Source>
************

Mr. BANK. Mr. Kyros, this is part of what I discussed in the beginning. We have also sent a written response to Congressman McCloskey in regard to international meetings. We mentioned that quiet diplomacy, perhaps even of a bilateral or multilateral nature, is better than an international conference. We feel that an international conference which does not succeed would put us in a worse position than if we do not even try it at all.

We are, however, working very closely to create a meeting. It would not be an international conference, like a plenipotentiary that would draft a treaty or international agreement. But it would be a meeting with a majority of those countries currently involved.

************

Information shown>
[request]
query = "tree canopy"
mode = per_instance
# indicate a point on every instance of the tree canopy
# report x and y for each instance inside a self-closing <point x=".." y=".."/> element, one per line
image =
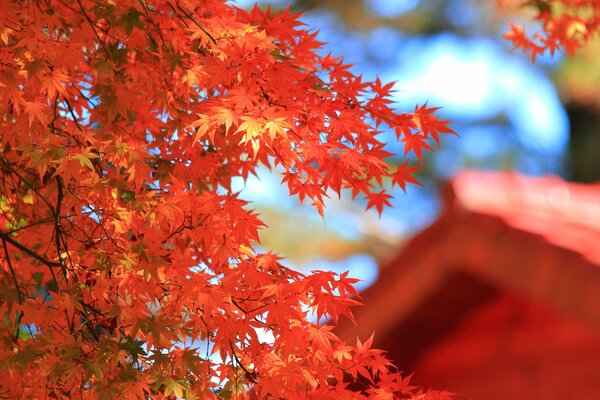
<point x="130" y="268"/>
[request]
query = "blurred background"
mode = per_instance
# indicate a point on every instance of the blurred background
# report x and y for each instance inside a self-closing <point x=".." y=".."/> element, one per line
<point x="533" y="119"/>
<point x="510" y="114"/>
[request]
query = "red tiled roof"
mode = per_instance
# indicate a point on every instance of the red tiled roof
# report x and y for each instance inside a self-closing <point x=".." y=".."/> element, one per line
<point x="565" y="214"/>
<point x="539" y="237"/>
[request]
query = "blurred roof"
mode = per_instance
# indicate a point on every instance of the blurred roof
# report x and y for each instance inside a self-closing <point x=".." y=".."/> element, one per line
<point x="536" y="237"/>
<point x="564" y="214"/>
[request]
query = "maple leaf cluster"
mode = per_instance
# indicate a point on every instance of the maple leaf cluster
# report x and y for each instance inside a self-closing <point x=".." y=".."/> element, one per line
<point x="565" y="25"/>
<point x="129" y="267"/>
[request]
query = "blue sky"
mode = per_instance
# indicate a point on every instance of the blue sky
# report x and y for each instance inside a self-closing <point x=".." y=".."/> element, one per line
<point x="477" y="80"/>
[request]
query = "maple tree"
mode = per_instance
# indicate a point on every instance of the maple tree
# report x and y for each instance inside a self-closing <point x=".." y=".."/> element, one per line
<point x="129" y="267"/>
<point x="129" y="264"/>
<point x="565" y="24"/>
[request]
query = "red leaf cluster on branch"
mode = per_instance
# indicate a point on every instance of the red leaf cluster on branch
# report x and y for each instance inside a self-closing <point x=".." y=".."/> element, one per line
<point x="565" y="25"/>
<point x="128" y="263"/>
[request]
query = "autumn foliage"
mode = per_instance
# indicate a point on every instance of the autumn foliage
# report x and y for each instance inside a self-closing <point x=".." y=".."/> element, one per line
<point x="565" y="25"/>
<point x="129" y="264"/>
<point x="129" y="267"/>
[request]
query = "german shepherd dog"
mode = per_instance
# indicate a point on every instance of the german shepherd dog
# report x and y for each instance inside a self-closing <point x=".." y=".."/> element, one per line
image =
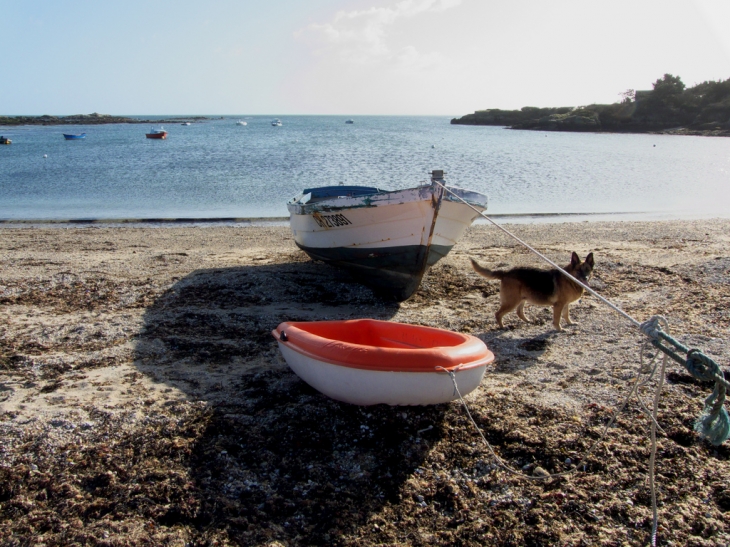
<point x="539" y="287"/>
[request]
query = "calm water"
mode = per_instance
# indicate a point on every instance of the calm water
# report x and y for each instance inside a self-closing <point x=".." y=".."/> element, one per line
<point x="219" y="169"/>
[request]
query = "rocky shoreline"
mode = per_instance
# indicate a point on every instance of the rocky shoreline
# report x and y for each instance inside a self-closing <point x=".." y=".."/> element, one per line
<point x="86" y="119"/>
<point x="143" y="399"/>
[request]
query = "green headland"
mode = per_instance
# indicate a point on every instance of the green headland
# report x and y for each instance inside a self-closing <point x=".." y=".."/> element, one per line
<point x="670" y="107"/>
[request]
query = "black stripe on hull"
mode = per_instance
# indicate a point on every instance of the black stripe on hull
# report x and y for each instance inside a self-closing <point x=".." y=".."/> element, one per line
<point x="392" y="272"/>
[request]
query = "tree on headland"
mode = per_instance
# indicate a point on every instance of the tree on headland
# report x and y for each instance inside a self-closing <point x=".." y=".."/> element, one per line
<point x="670" y="105"/>
<point x="628" y="96"/>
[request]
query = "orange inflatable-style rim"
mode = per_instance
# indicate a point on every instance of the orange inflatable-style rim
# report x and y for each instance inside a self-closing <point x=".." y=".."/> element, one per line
<point x="383" y="345"/>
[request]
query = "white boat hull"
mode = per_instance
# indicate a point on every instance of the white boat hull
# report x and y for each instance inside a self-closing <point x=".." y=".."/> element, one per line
<point x="372" y="387"/>
<point x="388" y="239"/>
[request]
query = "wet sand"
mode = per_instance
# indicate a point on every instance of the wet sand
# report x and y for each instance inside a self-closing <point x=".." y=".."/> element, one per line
<point x="144" y="401"/>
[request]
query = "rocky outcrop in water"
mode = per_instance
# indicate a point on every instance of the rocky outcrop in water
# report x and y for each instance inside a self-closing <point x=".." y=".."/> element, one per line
<point x="84" y="119"/>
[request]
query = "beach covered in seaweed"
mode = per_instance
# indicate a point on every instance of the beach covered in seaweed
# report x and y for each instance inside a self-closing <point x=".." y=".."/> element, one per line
<point x="143" y="400"/>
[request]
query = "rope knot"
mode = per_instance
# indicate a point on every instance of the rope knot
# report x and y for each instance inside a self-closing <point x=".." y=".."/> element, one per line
<point x="652" y="326"/>
<point x="702" y="367"/>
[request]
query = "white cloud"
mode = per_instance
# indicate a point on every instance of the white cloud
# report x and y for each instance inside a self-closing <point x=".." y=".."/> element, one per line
<point x="362" y="36"/>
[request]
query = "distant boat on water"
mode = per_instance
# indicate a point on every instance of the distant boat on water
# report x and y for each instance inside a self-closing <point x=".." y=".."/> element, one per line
<point x="157" y="133"/>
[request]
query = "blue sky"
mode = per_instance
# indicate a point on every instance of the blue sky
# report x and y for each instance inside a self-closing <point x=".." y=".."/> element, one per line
<point x="440" y="57"/>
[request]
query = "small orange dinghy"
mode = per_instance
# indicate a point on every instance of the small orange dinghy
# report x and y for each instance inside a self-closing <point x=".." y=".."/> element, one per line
<point x="368" y="362"/>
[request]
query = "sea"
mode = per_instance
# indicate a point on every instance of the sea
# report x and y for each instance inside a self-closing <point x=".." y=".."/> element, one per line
<point x="216" y="169"/>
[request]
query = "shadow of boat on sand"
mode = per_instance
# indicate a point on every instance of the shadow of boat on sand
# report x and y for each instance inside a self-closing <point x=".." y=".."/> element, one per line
<point x="269" y="457"/>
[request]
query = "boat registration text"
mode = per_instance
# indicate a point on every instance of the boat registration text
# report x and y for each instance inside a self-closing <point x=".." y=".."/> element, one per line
<point x="331" y="221"/>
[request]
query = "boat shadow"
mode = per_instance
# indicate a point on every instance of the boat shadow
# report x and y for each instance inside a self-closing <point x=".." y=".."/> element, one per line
<point x="273" y="459"/>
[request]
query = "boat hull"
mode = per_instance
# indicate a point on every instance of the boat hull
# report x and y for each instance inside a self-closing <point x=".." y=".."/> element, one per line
<point x="388" y="240"/>
<point x="381" y="362"/>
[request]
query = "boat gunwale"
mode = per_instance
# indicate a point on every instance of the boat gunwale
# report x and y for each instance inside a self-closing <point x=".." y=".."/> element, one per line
<point x="384" y="359"/>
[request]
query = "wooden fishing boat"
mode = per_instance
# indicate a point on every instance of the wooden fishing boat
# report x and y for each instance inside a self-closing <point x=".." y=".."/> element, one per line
<point x="156" y="133"/>
<point x="387" y="239"/>
<point x="369" y="362"/>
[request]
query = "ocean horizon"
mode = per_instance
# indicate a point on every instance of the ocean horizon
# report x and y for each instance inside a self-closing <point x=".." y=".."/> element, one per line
<point x="215" y="170"/>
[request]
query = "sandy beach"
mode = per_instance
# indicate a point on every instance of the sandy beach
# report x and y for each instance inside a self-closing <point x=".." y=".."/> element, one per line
<point x="143" y="400"/>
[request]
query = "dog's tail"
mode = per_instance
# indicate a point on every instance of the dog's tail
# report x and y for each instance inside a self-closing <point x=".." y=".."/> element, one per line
<point x="486" y="272"/>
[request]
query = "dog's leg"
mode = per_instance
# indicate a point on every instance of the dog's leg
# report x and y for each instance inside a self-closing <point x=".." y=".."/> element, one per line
<point x="503" y="310"/>
<point x="521" y="312"/>
<point x="557" y="311"/>
<point x="566" y="315"/>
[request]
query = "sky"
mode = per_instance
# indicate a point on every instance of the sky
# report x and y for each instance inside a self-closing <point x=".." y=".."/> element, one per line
<point x="348" y="57"/>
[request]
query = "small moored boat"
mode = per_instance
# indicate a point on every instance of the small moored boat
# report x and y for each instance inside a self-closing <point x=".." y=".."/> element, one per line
<point x="369" y="362"/>
<point x="157" y="133"/>
<point x="387" y="239"/>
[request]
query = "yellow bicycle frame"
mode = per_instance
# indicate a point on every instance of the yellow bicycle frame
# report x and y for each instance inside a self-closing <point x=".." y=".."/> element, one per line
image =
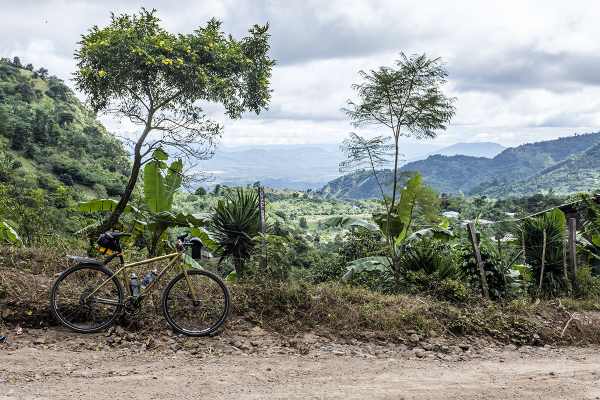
<point x="173" y="257"/>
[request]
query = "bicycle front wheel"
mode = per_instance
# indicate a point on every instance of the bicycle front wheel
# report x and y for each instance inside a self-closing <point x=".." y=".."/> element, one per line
<point x="196" y="305"/>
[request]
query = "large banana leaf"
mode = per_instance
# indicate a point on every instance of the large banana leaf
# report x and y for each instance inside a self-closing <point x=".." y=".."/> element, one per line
<point x="160" y="186"/>
<point x="205" y="238"/>
<point x="8" y="234"/>
<point x="348" y="222"/>
<point x="434" y="232"/>
<point x="396" y="226"/>
<point x="406" y="205"/>
<point x="169" y="218"/>
<point x="173" y="180"/>
<point x="100" y="205"/>
<point x="375" y="263"/>
<point x="155" y="190"/>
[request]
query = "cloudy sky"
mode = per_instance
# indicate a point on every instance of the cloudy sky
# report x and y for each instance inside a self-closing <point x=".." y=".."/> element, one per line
<point x="522" y="71"/>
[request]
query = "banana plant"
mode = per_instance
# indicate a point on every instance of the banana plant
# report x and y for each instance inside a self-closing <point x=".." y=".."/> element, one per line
<point x="151" y="222"/>
<point x="395" y="226"/>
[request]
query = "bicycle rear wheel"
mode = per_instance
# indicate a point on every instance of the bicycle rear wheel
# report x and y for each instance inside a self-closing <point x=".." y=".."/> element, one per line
<point x="73" y="304"/>
<point x="200" y="313"/>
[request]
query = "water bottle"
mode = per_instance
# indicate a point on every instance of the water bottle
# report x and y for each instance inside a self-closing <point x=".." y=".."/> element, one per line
<point x="134" y="284"/>
<point x="149" y="278"/>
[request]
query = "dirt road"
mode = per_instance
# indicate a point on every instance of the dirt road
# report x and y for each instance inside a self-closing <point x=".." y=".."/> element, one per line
<point x="32" y="373"/>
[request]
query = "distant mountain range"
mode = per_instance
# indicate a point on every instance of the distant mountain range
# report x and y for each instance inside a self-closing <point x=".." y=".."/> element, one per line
<point x="564" y="165"/>
<point x="478" y="149"/>
<point x="301" y="167"/>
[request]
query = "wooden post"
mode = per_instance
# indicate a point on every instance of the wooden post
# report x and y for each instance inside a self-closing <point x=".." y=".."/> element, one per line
<point x="261" y="210"/>
<point x="473" y="238"/>
<point x="573" y="250"/>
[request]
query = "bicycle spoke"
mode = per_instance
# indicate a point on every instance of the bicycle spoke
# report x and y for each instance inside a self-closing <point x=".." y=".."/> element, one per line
<point x="200" y="312"/>
<point x="73" y="304"/>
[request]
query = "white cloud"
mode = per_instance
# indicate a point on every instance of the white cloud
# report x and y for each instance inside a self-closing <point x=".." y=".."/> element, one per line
<point x="521" y="70"/>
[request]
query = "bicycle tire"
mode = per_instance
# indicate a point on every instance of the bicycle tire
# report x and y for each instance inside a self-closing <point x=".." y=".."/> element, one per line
<point x="177" y="326"/>
<point x="69" y="324"/>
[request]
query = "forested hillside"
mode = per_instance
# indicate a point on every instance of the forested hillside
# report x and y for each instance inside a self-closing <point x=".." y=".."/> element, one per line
<point x="565" y="165"/>
<point x="52" y="149"/>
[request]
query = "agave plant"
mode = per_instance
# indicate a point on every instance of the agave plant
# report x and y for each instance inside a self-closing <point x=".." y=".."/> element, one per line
<point x="234" y="226"/>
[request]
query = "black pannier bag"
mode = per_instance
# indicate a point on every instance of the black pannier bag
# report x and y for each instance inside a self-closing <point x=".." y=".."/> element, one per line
<point x="196" y="246"/>
<point x="108" y="244"/>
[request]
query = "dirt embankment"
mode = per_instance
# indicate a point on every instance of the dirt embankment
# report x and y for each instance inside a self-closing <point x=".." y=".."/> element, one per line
<point x="51" y="364"/>
<point x="291" y="341"/>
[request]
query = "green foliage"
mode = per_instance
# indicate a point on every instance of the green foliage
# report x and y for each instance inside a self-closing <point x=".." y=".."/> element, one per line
<point x="159" y="187"/>
<point x="234" y="225"/>
<point x="101" y="205"/>
<point x="551" y="225"/>
<point x="8" y="234"/>
<point x="206" y="64"/>
<point x="588" y="285"/>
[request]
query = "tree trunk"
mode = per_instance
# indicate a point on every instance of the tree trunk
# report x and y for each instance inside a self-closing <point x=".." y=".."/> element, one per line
<point x="543" y="261"/>
<point x="135" y="170"/>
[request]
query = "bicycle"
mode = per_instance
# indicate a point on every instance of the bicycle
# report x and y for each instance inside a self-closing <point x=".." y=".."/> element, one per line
<point x="88" y="296"/>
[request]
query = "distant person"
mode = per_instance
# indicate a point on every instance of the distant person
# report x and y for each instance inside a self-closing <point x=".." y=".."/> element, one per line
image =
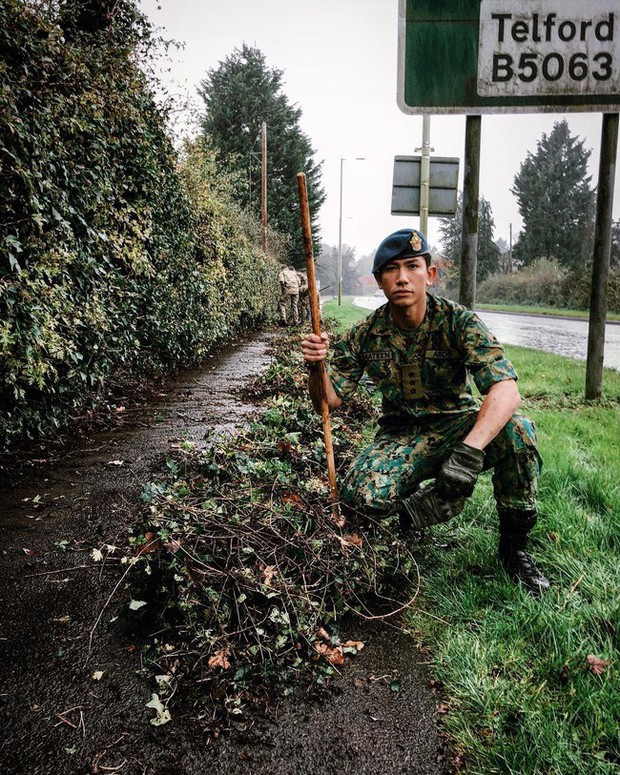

************

Set tasks>
1 > In the testimony excerpt, what does Mr. Bank say would leave them in a worse position than not trying at all?
2 > Identify every line of the rows that contains the string "calm", where case counts, and copy each of those lines.

The answers>
1 > An international conference that does not succeed.

2 >
query = "calm water"
# indicate a point on every instance of the calm water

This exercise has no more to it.